• EXCERPT TO READ
_____

That bill will be based on a toll price that is higher than if the motorist used E-ZPass.
To get an E-ZPass subscription, motorists must pay $38 up front, but $35 of that cost is available for tolls. The remaining $3 is a service fee.
In testimony before a Senate panel this week, Mark Compton, turnpike chief executive officer, described the shift to all-electronic tolling as “the most significant operational change in (the turnpike’s) 75-year history.”
The scale of the project is unprecedented. While all-electronic tolling is becoming increasingly common across the country, the Pennsylvania Turnpike would be the largest cashless tolling system in the nation.
There is little reason to believe the technology is insufficient to handle the task, said state Rep. Mark Longietti, D-Mercer County. But, there are some questions about how easy it will be to collect money from out-of-state travelers, he said.
“I know the collection rate won’t be 100 percent.”

_____

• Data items

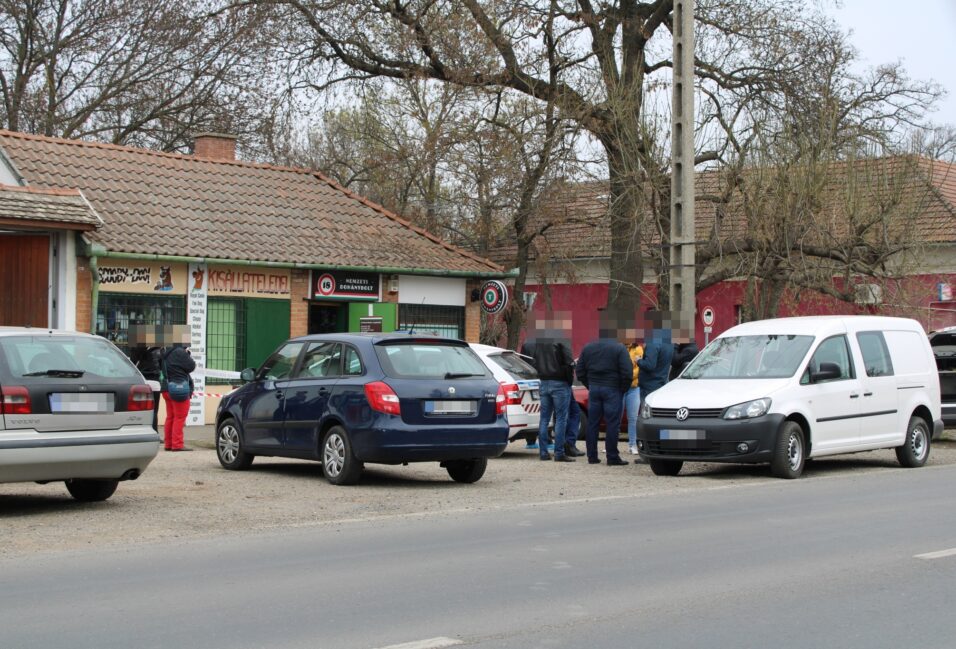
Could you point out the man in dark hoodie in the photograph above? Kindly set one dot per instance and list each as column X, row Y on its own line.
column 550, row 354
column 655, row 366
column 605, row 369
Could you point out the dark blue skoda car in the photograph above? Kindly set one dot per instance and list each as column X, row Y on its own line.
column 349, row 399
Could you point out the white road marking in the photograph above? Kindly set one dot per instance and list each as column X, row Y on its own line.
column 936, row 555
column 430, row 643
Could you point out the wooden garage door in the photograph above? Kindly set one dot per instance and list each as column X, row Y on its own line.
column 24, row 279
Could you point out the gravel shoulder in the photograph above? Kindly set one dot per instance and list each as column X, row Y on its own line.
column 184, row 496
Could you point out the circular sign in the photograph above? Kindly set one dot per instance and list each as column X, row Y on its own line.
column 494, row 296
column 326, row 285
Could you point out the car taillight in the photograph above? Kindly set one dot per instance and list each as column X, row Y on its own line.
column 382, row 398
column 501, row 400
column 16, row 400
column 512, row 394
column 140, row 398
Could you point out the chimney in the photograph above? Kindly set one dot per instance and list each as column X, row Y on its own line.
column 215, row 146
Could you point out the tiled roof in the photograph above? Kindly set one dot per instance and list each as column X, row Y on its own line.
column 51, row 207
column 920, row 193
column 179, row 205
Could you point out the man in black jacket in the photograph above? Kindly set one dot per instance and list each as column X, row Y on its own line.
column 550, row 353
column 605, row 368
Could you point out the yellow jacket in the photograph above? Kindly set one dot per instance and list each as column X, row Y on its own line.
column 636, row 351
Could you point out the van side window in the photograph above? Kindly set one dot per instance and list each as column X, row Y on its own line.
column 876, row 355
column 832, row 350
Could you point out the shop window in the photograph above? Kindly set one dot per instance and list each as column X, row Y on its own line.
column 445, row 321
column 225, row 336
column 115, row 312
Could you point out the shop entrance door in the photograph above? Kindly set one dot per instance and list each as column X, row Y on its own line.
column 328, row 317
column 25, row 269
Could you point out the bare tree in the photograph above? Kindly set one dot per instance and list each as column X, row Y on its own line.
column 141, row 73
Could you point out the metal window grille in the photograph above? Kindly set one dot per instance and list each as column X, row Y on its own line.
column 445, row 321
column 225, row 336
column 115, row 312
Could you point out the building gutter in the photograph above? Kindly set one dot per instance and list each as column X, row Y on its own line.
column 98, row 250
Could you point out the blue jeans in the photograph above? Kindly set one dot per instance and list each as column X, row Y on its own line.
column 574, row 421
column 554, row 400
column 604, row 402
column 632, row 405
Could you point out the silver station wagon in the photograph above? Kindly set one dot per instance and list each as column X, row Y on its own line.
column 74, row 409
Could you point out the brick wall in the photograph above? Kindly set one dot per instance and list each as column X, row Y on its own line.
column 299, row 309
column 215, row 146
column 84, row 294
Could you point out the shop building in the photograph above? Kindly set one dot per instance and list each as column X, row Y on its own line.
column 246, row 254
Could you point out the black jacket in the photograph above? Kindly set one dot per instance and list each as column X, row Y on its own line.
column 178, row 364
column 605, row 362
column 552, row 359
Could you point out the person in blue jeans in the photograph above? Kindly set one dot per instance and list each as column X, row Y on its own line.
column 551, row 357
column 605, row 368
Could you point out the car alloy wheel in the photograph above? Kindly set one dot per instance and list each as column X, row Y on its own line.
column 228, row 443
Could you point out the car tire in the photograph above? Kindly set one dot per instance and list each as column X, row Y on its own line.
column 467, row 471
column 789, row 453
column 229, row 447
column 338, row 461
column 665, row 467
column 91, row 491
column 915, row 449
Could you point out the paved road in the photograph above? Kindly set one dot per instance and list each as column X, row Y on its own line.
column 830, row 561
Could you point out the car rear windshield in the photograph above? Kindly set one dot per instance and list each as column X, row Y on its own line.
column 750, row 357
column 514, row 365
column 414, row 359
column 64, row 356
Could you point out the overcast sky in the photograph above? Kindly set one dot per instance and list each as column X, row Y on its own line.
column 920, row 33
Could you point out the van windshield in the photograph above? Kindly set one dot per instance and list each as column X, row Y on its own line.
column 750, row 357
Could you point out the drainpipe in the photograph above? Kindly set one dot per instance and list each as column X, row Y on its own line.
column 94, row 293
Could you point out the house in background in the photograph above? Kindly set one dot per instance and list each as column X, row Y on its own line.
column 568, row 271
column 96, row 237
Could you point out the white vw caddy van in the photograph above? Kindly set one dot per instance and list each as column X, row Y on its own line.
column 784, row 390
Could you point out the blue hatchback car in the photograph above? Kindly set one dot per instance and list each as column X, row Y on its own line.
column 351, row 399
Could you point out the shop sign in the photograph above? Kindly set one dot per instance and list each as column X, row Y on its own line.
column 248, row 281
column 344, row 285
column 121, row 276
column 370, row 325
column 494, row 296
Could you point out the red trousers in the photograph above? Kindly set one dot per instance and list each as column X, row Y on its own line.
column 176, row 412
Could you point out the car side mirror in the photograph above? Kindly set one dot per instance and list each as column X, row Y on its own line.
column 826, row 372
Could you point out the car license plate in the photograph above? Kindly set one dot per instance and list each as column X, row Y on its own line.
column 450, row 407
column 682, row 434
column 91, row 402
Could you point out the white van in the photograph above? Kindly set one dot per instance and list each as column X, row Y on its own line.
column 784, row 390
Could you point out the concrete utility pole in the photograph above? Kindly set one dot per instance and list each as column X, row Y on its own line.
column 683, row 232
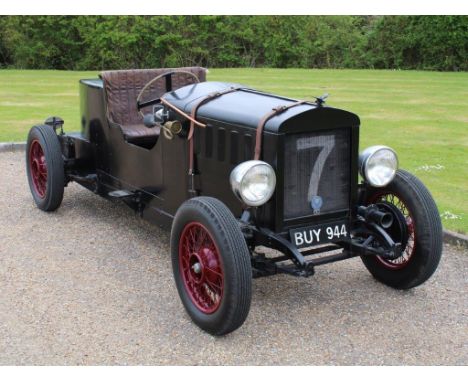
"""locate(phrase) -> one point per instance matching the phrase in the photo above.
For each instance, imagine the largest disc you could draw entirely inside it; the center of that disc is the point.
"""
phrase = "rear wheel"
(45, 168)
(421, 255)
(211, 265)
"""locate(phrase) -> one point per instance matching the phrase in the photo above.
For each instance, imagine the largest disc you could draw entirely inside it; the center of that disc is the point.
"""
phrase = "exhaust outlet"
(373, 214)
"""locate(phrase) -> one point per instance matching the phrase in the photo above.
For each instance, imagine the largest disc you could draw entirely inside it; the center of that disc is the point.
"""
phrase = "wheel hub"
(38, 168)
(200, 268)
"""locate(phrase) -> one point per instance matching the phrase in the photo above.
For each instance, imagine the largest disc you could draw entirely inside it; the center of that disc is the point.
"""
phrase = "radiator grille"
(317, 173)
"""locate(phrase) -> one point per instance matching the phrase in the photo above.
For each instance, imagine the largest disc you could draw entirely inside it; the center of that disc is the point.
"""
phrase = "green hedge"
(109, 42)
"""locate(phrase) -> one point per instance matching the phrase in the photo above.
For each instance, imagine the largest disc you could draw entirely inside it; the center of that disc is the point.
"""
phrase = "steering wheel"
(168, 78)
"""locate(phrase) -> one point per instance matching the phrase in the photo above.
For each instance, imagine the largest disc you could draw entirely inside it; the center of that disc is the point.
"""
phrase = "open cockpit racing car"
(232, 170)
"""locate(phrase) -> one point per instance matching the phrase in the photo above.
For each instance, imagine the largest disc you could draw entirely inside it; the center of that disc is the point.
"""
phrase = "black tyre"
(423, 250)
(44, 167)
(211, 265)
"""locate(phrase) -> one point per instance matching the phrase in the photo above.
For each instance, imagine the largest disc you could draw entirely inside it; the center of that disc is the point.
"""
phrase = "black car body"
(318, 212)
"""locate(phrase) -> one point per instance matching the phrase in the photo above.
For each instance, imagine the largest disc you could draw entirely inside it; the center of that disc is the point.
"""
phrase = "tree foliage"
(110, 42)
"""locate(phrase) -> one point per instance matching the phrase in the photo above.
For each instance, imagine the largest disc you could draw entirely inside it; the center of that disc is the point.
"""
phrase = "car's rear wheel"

_____

• PARTS OF THE EXERCISE
1. Translate this sentence from the excerpt on turnpike tolling into Spanish: "The scale of the project is unprecedented."
2. Resume the excerpt on turnpike tolling, picking up after its final sentence.
The entries have nothing to do with the excerpt on turnpike tolling.

• ANSWERS TO THE PROBLEMS
1. La escala del proyecto no tiene precedentes.

2.
DeFebo said “reciprocity” has become a buzzword in the industry as states scramble to make sure that they are cooperating sufficiently to share information about travelers who owe tolls. Fifteen states use E-ZPass, so it’s much easier to share information with them, he said.
The 2014 toll increase is the sixth since the state passed Act 44, a law that mandated the turnpike begin paying $450 million a year to the Pennsylvania Department of Transportation.
The turnpike was supposed to be able recoup its money by tolling Interstate 80. But the federal government refused to allow I-80 tolling, and the Legislature has yet to pass a law to get the turnpike out from under its Act 44 obligations.